**Saved entries**
----------

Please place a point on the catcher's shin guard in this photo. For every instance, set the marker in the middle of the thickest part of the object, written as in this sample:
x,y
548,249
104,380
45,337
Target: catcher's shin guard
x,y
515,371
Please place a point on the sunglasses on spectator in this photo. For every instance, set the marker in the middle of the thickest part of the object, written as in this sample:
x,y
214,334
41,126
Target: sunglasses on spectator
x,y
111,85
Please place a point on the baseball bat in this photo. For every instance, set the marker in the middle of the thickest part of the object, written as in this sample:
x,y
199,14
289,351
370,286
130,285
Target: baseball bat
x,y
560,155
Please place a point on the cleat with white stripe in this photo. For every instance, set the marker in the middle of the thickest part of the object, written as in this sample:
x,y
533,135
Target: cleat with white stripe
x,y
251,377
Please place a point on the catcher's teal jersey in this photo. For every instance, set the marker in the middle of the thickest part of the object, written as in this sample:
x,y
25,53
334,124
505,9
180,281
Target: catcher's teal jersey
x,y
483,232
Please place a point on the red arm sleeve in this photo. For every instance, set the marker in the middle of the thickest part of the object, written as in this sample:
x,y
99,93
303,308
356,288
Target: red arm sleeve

----------

**What is expected**
For every line of the records with the string "sleeve", add one to a tally; give the final tally alone.

**Your solution**
2